--- PAGE EXCERPT Enclosed Below ---
Daniel will carry out an in depth assessment of the family and the dynamics with regards to their relationship with the client. A full and detailed record will be made of the client’s addiction history, their patterns of use, past or current treatments that they have tried, medical information and any reasons they are likely to give or have given to justify not going into rehab for treatment.
Stage 2: Advice
Having carried out a thorough assessment Daniel will give advice to the family on how to avoid colluding with and enabling the individual in their addiction. Advice and guidance will also be provided on adopting appropriate boundaries and the possible consequences that could be enforced if the individual chooses to break these boundaries. At this point Daniel will send through in-depth information to the family to read regarding how interventions work, and also suitable rehabs and treatment plans, so they begin to form a realistic idea of what to expect.
--- End of Enclosed PAGE EXCERPT ---
--- DATA SHOWN Enclosed Below ---
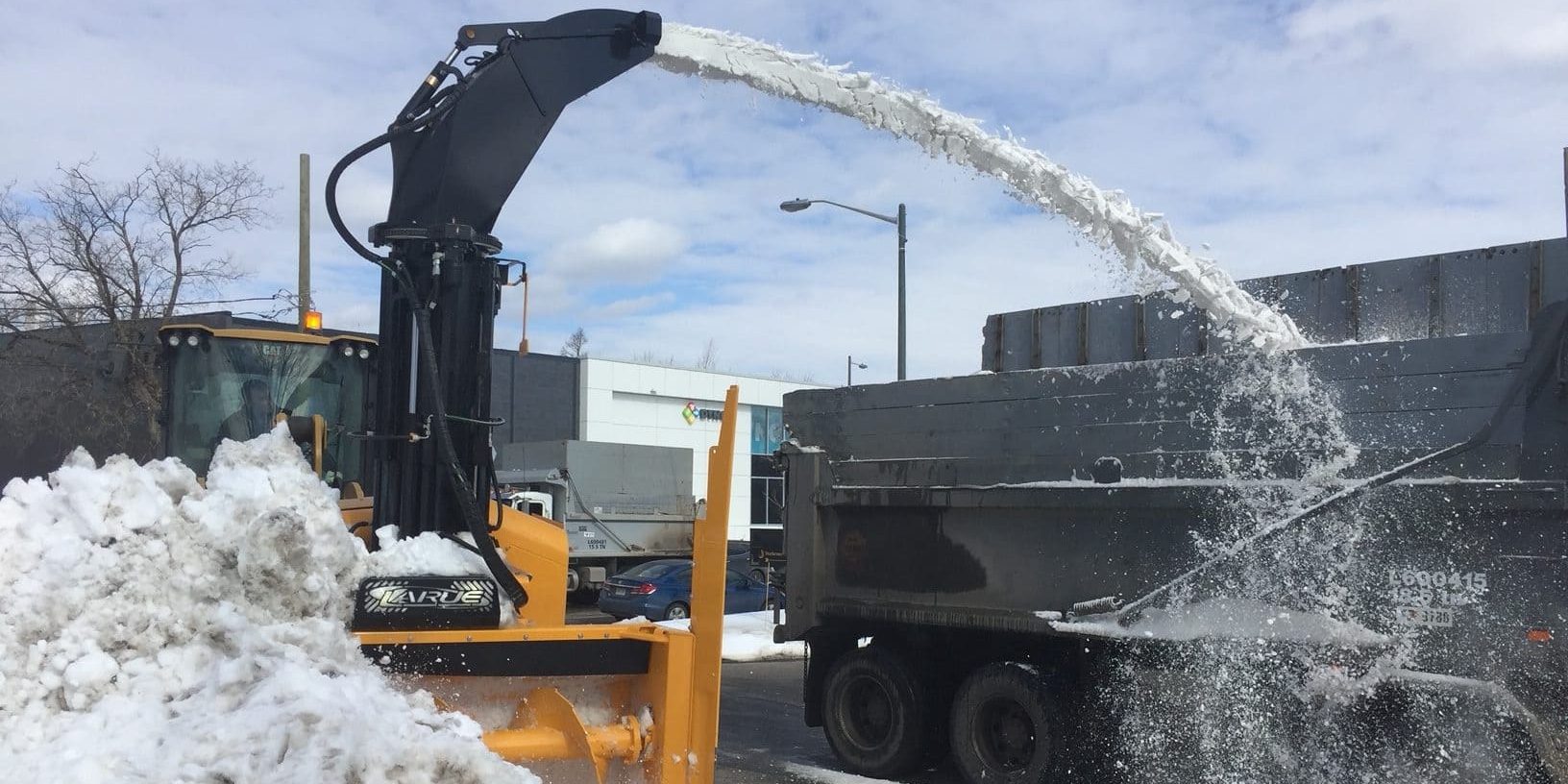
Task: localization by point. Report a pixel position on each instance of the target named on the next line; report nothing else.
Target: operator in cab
(256, 414)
--- End of Enclosed DATA SHOWN ---
**DIRECTIONS FOR THIS TASK**
Continue the passage on the staged family intervention process from its final sentence, keeping the same style.

**WRITTEN REPLY**
Stage 3: Objectives and Consequences
Daniel will agree with the family a set of reasonable objectives that they wish to achieve through the intervention. This will involve discussing bottom lines and the lengths the family are willing to go to in order to persuade the individual to go into rehab. For example, the family stating that if the individual chooses not to go into rehab, then they will have to move out of the family home. The objectives will need to be agreed by all participants and will involve agreeing on a plan of treatment as recommended by Daniel.
Stage 4: Preparation
Part of the preparation leading up to the intervention will involve each participant writing in their own words a let to be read out during the intervention. Daniel will send some examples of Intervention letters to the family to help with this important task. Once the letters have been completed they will be returned to Daniel who will carefully scan the letter for anything that may trigger the individual to shut down or become aggressive. This must be avoided where ever possible as can be hard to undo once done. Any changes or editing to the letters that is required will then be advised by Daniel. As part of the preparation Daniel will also contact and discuss the intervention with all of the participants and also those who are not willing but could be instrumental in the interventions success if they agree to take part.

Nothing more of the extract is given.